Records contained in a dataset:
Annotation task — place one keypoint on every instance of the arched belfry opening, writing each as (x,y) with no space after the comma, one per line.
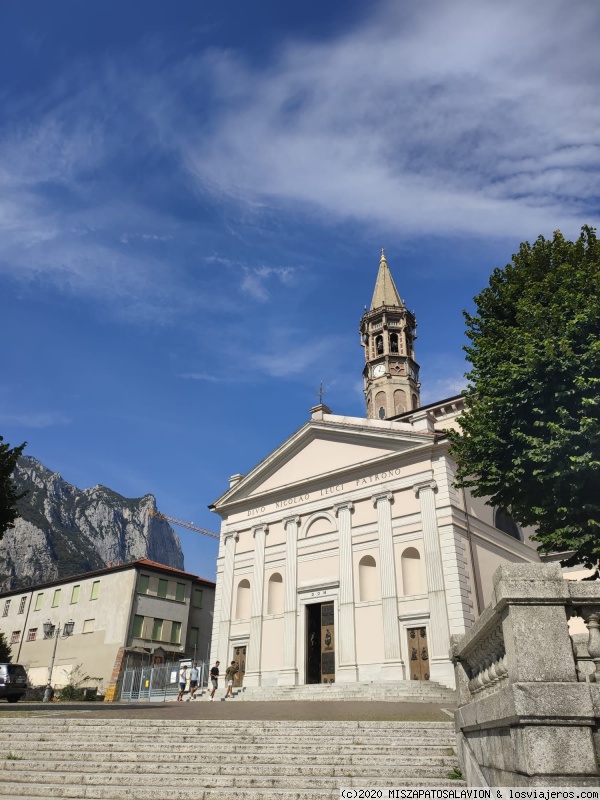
(387,333)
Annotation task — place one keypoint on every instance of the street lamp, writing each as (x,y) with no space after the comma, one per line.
(53,632)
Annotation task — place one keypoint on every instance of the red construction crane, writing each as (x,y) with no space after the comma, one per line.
(189,525)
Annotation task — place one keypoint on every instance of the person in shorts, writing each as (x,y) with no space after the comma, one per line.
(229,676)
(214,679)
(194,675)
(182,682)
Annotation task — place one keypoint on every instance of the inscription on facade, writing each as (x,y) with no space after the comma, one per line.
(329,490)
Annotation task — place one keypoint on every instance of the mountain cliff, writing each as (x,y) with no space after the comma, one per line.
(62,530)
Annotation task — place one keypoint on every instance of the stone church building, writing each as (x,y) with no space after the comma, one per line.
(347,554)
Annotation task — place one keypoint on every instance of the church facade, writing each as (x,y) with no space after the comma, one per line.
(348,554)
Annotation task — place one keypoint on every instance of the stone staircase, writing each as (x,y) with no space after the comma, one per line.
(398,691)
(137,759)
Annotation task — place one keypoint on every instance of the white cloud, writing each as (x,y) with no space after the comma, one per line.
(35,419)
(450,118)
(290,353)
(200,376)
(255,280)
(430,118)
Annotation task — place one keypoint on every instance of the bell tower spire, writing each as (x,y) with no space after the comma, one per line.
(387,332)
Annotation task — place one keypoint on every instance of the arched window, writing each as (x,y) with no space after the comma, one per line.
(367,578)
(380,405)
(412,574)
(504,522)
(243,600)
(399,401)
(318,525)
(275,594)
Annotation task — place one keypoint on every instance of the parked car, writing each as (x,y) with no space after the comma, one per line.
(13,682)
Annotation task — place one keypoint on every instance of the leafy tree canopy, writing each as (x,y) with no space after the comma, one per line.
(530,437)
(8,495)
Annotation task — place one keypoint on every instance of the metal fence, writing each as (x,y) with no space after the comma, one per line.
(157,682)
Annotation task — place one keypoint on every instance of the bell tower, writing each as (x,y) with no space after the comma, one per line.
(387,332)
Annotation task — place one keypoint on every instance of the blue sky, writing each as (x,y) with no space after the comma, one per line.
(193,198)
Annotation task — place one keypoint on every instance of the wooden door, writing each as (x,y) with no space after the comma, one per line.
(327,644)
(418,654)
(239,656)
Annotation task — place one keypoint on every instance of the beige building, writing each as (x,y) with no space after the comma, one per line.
(347,554)
(141,609)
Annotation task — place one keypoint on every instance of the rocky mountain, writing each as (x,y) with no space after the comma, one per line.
(62,530)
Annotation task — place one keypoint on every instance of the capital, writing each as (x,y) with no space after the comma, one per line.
(418,487)
(260,529)
(376,498)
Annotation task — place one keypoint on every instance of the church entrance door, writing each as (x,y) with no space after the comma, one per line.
(418,654)
(239,656)
(320,643)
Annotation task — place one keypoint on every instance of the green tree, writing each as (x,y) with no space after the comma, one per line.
(530,436)
(5,650)
(8,495)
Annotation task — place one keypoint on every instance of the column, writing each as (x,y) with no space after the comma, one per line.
(289,674)
(347,670)
(393,668)
(222,651)
(439,644)
(252,676)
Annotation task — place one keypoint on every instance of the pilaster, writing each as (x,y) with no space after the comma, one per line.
(289,674)
(393,668)
(253,659)
(229,542)
(439,646)
(347,670)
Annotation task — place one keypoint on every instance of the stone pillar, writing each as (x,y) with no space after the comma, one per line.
(524,719)
(346,670)
(439,644)
(252,676)
(393,668)
(288,676)
(222,653)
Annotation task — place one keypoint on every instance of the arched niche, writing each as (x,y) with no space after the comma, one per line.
(318,524)
(504,522)
(368,584)
(275,594)
(243,600)
(399,401)
(412,572)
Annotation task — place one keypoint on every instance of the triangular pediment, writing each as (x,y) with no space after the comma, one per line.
(321,450)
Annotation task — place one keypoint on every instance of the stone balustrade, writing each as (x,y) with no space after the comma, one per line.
(528,697)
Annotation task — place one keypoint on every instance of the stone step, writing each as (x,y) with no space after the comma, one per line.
(161,783)
(240,737)
(71,772)
(182,760)
(137,759)
(233,751)
(173,792)
(195,726)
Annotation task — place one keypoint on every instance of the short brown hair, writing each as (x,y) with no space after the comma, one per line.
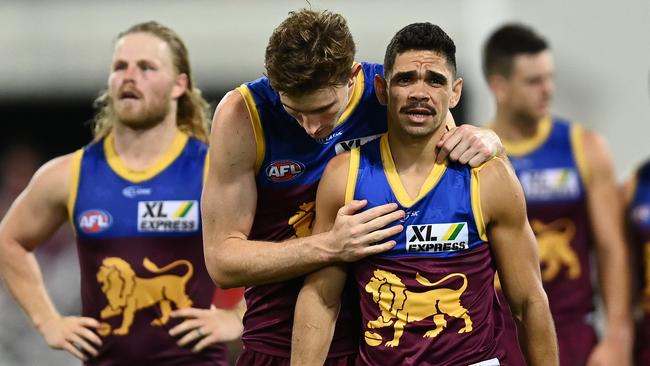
(192,111)
(507,42)
(308,51)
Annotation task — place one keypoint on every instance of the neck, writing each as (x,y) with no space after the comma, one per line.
(141,148)
(511,126)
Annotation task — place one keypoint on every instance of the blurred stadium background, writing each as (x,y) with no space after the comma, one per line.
(55,57)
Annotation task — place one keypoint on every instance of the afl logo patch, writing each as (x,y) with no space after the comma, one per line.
(284,170)
(95,221)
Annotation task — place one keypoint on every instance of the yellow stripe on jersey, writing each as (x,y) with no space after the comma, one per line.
(579,153)
(75,171)
(206,167)
(529,145)
(257,125)
(475,191)
(451,230)
(357,93)
(355,155)
(396,184)
(137,176)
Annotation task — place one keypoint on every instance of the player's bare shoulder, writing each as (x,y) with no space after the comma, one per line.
(500,191)
(54,179)
(233,139)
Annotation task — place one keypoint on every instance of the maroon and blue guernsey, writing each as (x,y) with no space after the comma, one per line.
(639,218)
(552,170)
(289,166)
(140,251)
(431,299)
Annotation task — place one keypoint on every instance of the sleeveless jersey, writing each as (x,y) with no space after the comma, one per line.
(552,171)
(639,219)
(140,251)
(289,167)
(430,300)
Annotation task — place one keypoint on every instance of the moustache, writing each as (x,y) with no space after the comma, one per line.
(418,107)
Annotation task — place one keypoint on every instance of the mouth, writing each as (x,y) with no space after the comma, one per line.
(419,113)
(129,94)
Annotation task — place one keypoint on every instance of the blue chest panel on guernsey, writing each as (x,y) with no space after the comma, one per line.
(110,206)
(550,173)
(292,158)
(440,223)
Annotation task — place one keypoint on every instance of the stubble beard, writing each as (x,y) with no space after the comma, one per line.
(141,117)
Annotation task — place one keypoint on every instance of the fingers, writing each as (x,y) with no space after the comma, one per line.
(205,342)
(184,327)
(68,346)
(192,336)
(352,207)
(82,345)
(447,144)
(378,211)
(379,248)
(382,222)
(90,336)
(187,313)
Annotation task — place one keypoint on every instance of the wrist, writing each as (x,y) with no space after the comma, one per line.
(39,322)
(323,245)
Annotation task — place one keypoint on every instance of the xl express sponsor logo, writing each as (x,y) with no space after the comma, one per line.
(547,184)
(94,221)
(166,216)
(433,238)
(354,143)
(284,170)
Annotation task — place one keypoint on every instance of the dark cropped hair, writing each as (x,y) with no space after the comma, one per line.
(420,36)
(308,51)
(507,42)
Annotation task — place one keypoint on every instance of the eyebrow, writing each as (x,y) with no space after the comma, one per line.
(315,110)
(430,75)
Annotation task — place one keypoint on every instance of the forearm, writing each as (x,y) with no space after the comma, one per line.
(537,333)
(23,278)
(615,284)
(313,328)
(236,262)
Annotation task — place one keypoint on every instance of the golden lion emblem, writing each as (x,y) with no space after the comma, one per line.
(302,221)
(126,293)
(400,306)
(554,240)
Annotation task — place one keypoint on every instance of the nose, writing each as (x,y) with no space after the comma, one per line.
(129,72)
(418,93)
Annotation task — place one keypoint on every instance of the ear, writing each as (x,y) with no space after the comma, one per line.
(356,69)
(381,89)
(456,91)
(180,86)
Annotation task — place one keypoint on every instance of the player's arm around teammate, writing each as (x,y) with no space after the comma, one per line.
(229,203)
(35,215)
(514,246)
(319,300)
(606,215)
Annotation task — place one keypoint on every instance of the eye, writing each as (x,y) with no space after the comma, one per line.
(119,66)
(403,80)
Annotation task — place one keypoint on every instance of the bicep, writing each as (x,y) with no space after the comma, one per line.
(327,283)
(230,193)
(604,198)
(330,196)
(41,208)
(511,238)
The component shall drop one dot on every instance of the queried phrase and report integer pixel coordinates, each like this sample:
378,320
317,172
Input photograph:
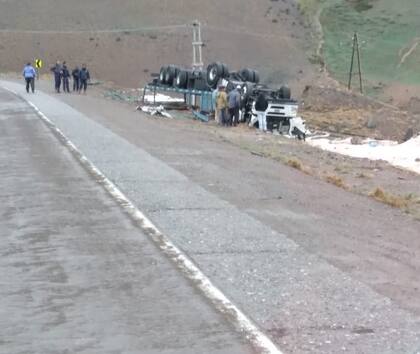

**TRY IT**
Each line from the one that holds "the eye, writing" through the final line of the data must be retyped exactly; the pictures must not appear.

**RESPONSE**
Annotation task — place one keypoint on every instance of the eye, writing each as (x,y) with no space after the comma, one per line.
(119,66)
(403,80)
Annotation task — place one keypoint on every instance of the bicep, writing each as (x,y) with no space after the comma, one per line.
(327,283)
(230,193)
(604,198)
(330,196)
(41,208)
(511,238)
The component shall drop one dot on every instance of the queried phrase and report integer pixel coordinates, each like this sample:
378,320
317,172
Input photograph:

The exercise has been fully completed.